Short problem » In the lines below, find the one that contains "TARGET = metal railing" and write it out exactly, along with every line that follows it.

Excerpt from a dataset »
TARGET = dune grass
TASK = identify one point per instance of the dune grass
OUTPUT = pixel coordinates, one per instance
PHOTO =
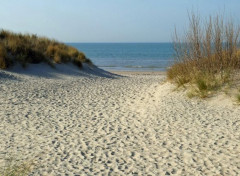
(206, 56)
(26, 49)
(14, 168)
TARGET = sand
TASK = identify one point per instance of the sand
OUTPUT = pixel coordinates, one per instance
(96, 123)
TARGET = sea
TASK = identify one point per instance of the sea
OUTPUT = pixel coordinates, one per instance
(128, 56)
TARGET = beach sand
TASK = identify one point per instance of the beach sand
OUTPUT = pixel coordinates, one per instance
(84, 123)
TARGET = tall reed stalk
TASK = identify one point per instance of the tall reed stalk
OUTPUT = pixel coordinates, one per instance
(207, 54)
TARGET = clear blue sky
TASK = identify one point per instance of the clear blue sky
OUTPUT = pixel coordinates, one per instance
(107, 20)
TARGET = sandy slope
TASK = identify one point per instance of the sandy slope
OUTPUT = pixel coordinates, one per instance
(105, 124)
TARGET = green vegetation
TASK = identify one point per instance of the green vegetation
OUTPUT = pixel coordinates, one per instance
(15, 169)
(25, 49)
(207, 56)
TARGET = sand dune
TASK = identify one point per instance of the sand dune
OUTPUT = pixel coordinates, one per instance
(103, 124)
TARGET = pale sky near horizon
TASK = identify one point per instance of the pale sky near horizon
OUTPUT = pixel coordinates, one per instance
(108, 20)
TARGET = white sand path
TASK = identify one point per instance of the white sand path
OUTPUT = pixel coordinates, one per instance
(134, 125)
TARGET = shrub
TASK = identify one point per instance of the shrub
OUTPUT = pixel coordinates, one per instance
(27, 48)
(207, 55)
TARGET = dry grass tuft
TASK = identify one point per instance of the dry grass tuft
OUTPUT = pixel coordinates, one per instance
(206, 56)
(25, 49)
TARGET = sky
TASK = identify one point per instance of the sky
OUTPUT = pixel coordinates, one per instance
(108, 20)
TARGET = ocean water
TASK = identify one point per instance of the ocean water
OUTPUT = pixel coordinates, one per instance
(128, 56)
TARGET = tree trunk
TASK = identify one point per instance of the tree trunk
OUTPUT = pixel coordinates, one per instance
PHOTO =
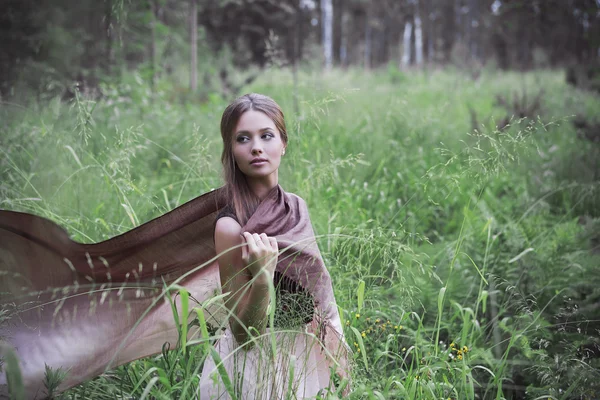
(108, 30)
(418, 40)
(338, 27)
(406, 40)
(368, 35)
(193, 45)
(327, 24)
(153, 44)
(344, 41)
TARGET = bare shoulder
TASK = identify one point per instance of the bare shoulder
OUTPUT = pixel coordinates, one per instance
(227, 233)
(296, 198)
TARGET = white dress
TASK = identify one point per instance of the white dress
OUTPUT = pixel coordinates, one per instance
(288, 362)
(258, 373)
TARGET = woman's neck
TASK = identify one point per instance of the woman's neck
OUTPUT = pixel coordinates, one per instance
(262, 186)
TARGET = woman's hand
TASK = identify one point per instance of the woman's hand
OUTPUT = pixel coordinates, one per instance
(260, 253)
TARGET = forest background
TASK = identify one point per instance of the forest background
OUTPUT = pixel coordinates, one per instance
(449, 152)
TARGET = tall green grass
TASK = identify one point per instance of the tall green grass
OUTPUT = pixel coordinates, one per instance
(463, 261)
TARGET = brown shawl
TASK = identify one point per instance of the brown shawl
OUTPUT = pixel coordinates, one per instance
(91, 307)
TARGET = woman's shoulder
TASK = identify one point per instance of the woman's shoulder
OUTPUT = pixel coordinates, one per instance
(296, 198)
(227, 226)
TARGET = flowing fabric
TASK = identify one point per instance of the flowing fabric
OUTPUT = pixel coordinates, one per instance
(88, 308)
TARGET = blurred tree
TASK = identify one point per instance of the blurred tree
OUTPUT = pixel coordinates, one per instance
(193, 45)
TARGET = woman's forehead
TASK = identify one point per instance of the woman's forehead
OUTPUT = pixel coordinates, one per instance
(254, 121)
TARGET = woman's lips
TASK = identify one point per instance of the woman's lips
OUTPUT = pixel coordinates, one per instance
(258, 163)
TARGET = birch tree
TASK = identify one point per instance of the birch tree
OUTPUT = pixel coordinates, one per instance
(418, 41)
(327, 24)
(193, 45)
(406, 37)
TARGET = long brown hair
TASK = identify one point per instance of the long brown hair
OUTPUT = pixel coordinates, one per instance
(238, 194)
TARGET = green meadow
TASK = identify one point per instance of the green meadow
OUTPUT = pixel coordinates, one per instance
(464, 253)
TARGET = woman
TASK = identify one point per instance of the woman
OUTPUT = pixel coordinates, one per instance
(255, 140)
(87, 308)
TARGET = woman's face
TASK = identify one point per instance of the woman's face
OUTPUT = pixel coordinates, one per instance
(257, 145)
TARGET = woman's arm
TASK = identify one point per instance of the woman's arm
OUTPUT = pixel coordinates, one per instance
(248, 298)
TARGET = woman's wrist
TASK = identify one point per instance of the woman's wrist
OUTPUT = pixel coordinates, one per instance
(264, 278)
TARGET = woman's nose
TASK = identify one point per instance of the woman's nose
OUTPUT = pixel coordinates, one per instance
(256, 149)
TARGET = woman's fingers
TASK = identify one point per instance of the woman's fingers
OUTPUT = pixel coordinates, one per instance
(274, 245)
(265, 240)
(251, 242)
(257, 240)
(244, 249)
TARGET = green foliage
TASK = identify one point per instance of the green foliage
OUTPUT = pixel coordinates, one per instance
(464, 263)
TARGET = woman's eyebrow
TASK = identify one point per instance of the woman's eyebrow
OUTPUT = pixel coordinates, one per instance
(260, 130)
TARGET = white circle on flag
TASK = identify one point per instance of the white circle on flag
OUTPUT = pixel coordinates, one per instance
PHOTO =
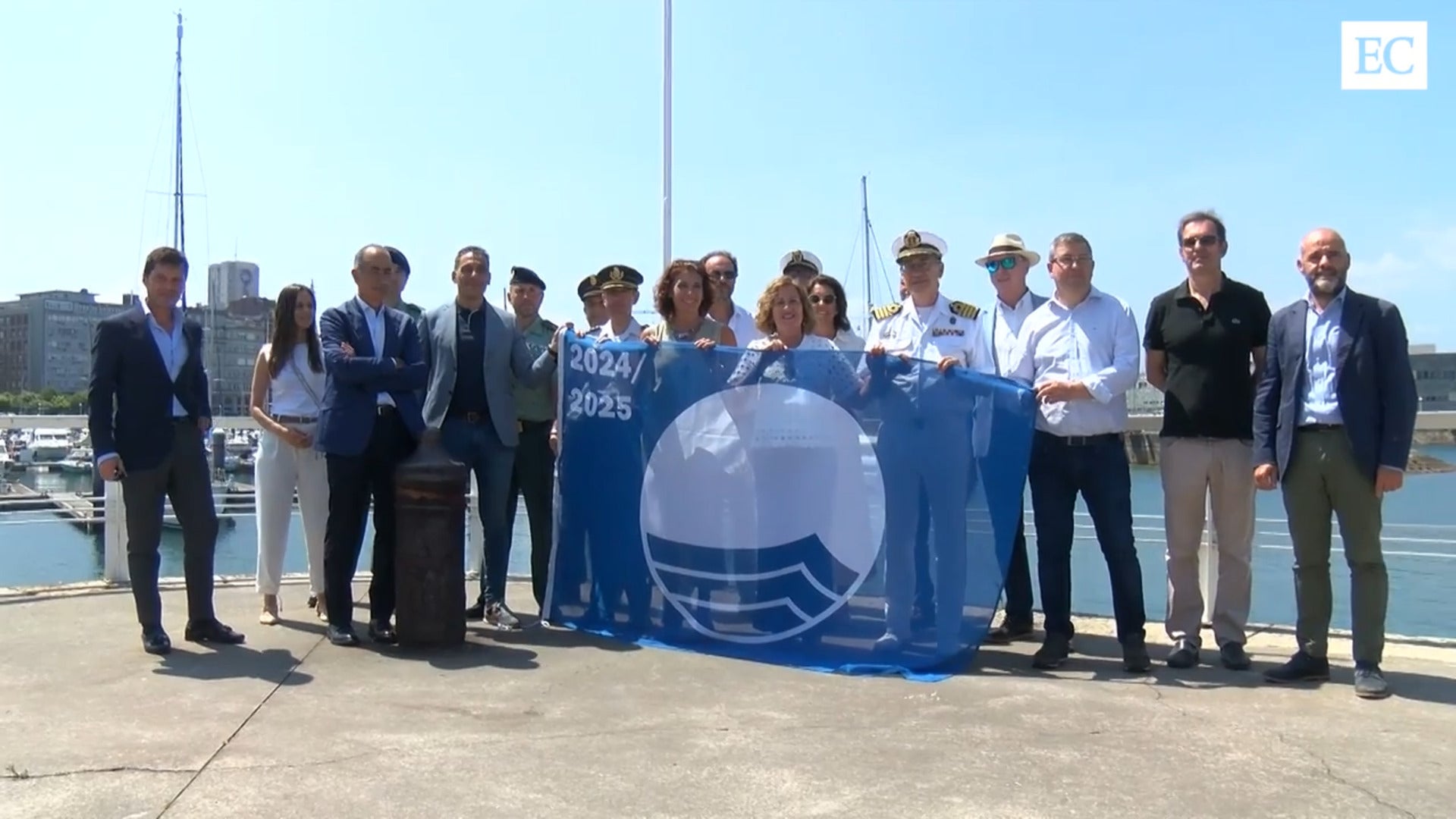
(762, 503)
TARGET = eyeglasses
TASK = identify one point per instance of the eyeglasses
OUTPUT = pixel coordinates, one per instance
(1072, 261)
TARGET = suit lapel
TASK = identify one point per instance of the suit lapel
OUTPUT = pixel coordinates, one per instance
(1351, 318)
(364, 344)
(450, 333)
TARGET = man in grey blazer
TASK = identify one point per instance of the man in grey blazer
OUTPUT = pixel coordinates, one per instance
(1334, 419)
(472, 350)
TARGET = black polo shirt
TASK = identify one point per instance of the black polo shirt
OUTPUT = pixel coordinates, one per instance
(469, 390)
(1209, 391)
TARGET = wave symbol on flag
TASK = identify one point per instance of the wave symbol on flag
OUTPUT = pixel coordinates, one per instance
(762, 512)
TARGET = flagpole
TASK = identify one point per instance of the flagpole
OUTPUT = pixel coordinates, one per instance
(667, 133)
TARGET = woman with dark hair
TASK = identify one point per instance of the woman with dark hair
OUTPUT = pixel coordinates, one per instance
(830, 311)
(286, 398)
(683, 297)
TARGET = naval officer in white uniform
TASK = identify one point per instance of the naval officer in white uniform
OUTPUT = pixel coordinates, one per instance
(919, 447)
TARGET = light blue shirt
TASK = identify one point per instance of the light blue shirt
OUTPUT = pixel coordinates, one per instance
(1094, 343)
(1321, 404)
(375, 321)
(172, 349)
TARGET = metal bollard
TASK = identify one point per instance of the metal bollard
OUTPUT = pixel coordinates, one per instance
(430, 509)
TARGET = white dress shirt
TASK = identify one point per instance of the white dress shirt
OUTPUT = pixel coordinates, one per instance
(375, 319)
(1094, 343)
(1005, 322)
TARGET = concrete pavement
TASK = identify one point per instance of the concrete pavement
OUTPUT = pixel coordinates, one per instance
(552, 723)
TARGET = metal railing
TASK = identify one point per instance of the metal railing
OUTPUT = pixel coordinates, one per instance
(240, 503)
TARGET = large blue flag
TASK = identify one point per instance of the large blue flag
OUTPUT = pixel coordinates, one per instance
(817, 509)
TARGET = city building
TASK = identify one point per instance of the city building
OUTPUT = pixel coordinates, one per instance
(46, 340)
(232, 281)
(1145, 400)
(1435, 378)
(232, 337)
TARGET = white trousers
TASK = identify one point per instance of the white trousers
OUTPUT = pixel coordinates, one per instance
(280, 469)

Output for this task »
TARGET = metal railing
TASK = identify one point per instance of the metal railing
OUTPUT = pixel coordinates, one per instance
(240, 503)
TARGET = large blue flag
TASK = identify one point per instance of the large blue flag
OUTPUT = pixel coordinates, one per instance
(817, 509)
TARGET = city building
TASK = identify one point per instance of the city building
OUTPUT = pixel coordinates, one per instance
(46, 340)
(232, 281)
(1145, 400)
(1435, 378)
(232, 337)
TARGET = white trousers
TASK = identify one point per instance of the white trousers
OUTPUT = pixel coordinates, one per instance
(280, 469)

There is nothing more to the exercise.